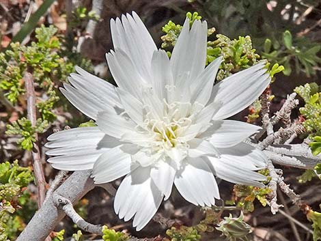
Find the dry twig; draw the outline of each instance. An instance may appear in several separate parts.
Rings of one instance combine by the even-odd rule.
[[[53,194],[53,199],[55,205],[57,208],[61,208],[79,228],[87,232],[102,235],[102,227],[86,222],[77,214],[69,199],[57,193]]]
[[[36,112],[36,94],[33,85],[33,76],[26,71],[23,76],[27,89],[27,117],[31,122],[32,126],[36,126],[37,115]],[[38,135],[35,133],[36,141],[31,151],[33,158],[33,171],[35,173],[36,181],[37,182],[38,199],[38,205],[40,208],[44,200],[46,194],[46,180],[44,179],[44,169],[41,163],[40,151],[38,146]]]

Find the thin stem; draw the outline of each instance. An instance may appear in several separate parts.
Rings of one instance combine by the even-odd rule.
[[[23,76],[27,89],[27,117],[31,122],[32,126],[36,126],[37,115],[36,112],[36,95],[33,85],[33,76],[26,71]],[[44,200],[46,193],[46,180],[44,179],[44,169],[41,163],[40,151],[38,145],[38,135],[35,133],[36,141],[31,151],[33,158],[33,171],[36,176],[36,182],[38,188],[38,205],[40,208]]]
[[[79,228],[92,233],[102,235],[102,227],[86,222],[77,214],[69,199],[57,193],[53,194],[53,198],[55,205],[57,208],[61,208]]]

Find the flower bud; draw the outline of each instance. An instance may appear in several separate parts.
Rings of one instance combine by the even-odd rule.
[[[239,238],[242,240],[247,240],[247,235],[251,233],[251,226],[243,221],[244,215],[241,212],[238,218],[233,218],[232,214],[219,223],[219,227],[216,229],[221,231],[229,240],[236,240]]]

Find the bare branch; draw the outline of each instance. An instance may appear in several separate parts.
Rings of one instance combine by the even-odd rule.
[[[100,16],[102,11],[103,2],[104,1],[102,0],[93,0],[92,1],[92,11],[94,11],[95,14],[99,16]],[[92,36],[94,36],[96,25],[97,25],[97,21],[95,21],[94,20],[89,20],[88,21],[88,24],[86,27],[86,34],[90,38],[92,38]]]
[[[90,178],[91,171],[74,172],[55,192],[74,203],[94,188]],[[56,207],[53,197],[44,203],[35,214],[16,241],[42,241],[65,216],[65,212]]]
[[[79,228],[89,233],[102,235],[102,227],[86,222],[77,214],[69,199],[57,193],[53,194],[53,199],[55,205],[61,208]]]
[[[263,152],[274,164],[285,167],[313,169],[318,163],[321,162],[320,160],[310,159],[302,156],[289,156],[268,150],[264,150]]]
[[[313,156],[307,145],[291,144],[291,145],[272,145],[266,147],[266,150],[277,154],[287,156],[295,156],[298,158],[305,158],[316,161],[321,161],[321,154]]]
[[[296,205],[300,208],[302,206],[301,197],[296,194],[294,191],[290,188],[290,185],[285,184],[283,178],[279,178],[277,180],[277,184],[280,187],[281,190],[284,193],[292,200],[293,204]]]
[[[31,122],[32,126],[35,126],[37,121],[37,115],[36,112],[36,95],[35,88],[33,86],[33,76],[32,74],[26,71],[23,79],[25,80],[27,89],[27,117]],[[36,141],[33,143],[33,148],[31,151],[33,158],[33,171],[35,173],[36,181],[38,188],[38,205],[41,207],[46,193],[46,180],[44,179],[44,169],[41,163],[40,151],[38,144],[38,136],[35,133]]]
[[[58,174],[55,176],[54,180],[51,183],[49,189],[46,195],[44,203],[47,201],[50,197],[53,195],[53,192],[57,189],[58,186],[61,184],[64,180],[66,178],[68,173],[68,171],[60,171]]]
[[[270,207],[271,212],[275,214],[279,210],[279,208],[283,207],[282,205],[277,204],[277,182],[279,178],[279,175],[275,171],[275,169],[273,166],[273,163],[270,160],[268,159],[268,169],[270,172],[269,175],[271,178],[271,180],[268,183],[268,188],[272,190],[269,195],[268,198],[270,199],[268,205]]]
[[[292,93],[288,98],[281,109],[271,118],[272,125],[275,125],[283,119],[286,125],[291,123],[291,111],[298,104],[298,100],[296,100],[296,93]]]
[[[289,128],[283,129],[281,128],[278,131],[268,136],[265,139],[257,144],[257,148],[264,150],[271,145],[277,139],[287,139],[293,134],[303,133],[305,131],[303,126],[300,124],[294,124]]]

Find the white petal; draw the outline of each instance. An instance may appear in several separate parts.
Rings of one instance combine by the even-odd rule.
[[[141,102],[127,91],[118,89],[117,92],[126,113],[137,124],[141,124],[143,122],[143,109]]]
[[[221,62],[222,57],[216,59],[202,71],[195,81],[192,82],[191,89],[194,90],[192,94],[191,101],[193,102],[197,102],[203,105],[208,103],[212,94],[215,76]]]
[[[260,150],[242,142],[232,147],[219,148],[220,161],[236,167],[257,171],[266,167],[267,158]]]
[[[96,184],[107,183],[135,170],[138,165],[132,162],[128,152],[137,151],[134,145],[119,145],[104,152],[94,165],[92,176]]]
[[[79,67],[76,70],[81,74],[71,74],[68,79],[73,87],[64,84],[66,89],[60,89],[76,108],[96,119],[98,111],[121,107],[113,85]]]
[[[178,171],[174,180],[178,192],[186,201],[195,205],[214,205],[214,197],[220,199],[220,197],[210,167],[201,158],[186,160],[186,166],[182,170]]]
[[[154,52],[152,59],[152,87],[154,92],[163,100],[165,98],[167,102],[171,103],[173,97],[171,94],[173,91],[169,91],[166,86],[173,86],[173,74],[169,59],[163,50]]]
[[[53,148],[47,155],[58,156],[47,161],[60,170],[76,171],[92,169],[94,163],[109,148],[119,141],[102,132],[98,127],[83,127],[63,130],[48,137],[45,146]]]
[[[207,23],[205,21],[195,20],[191,31],[189,25],[189,19],[187,18],[171,57],[175,85],[179,89],[189,87],[191,81],[205,68]],[[188,74],[186,79],[180,78],[185,73]]]
[[[221,150],[220,149],[220,150]],[[241,156],[240,160],[237,162],[238,164],[241,162],[242,160],[249,158],[253,160],[253,158],[250,155]],[[224,156],[224,158],[214,158],[214,157],[207,157],[208,163],[211,167],[214,174],[223,179],[226,181],[243,184],[248,186],[255,186],[259,187],[264,187],[264,185],[259,182],[259,181],[266,181],[266,177],[264,175],[260,174],[255,171],[251,171],[245,164],[238,165],[236,167],[236,165],[233,162],[238,158],[237,155],[233,157],[233,162],[231,162],[229,159],[230,156]]]
[[[150,34],[138,15],[122,16],[122,21],[111,20],[111,32],[115,48],[124,51],[143,78],[150,80],[150,62],[156,47]]]
[[[188,142],[189,156],[191,158],[201,156],[219,156],[219,150],[209,141],[194,138]]]
[[[135,123],[129,118],[109,111],[98,113],[97,124],[101,131],[118,139],[126,132],[134,130],[136,126]]]
[[[152,155],[148,156],[145,152],[139,151],[135,155],[132,155],[132,161],[137,162],[143,167],[150,166],[156,160]]]
[[[195,122],[204,125],[210,124],[214,115],[219,111],[219,108],[220,105],[218,103],[214,102],[210,103],[199,111],[197,115]]]
[[[165,195],[165,200],[171,195],[176,173],[176,164],[169,158],[160,160],[151,170],[150,176],[158,190]]]
[[[225,119],[214,121],[199,138],[208,137],[215,147],[225,148],[235,145],[257,132],[261,127],[246,122]]]
[[[139,98],[141,89],[146,82],[127,54],[121,49],[116,49],[115,52],[106,54],[106,59],[118,87]]]
[[[115,197],[114,209],[120,218],[128,221],[141,230],[158,209],[163,195],[150,177],[150,169],[137,168],[126,176]]]
[[[213,119],[223,119],[240,112],[254,102],[268,87],[270,78],[265,74],[265,63],[257,63],[232,74],[216,84],[211,100],[222,107]]]
[[[178,131],[178,135],[184,141],[189,141],[195,137],[199,133],[201,128],[204,127],[204,125],[201,123],[191,125],[186,128],[181,128],[182,133],[179,133]]]

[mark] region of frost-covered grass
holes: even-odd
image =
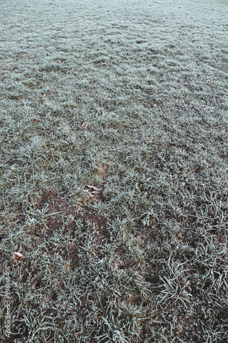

● ● ● ●

### Written exercise
How many lines in the rows above contain the word "separate"? Reply with the number alone.

### Answer to the problem
5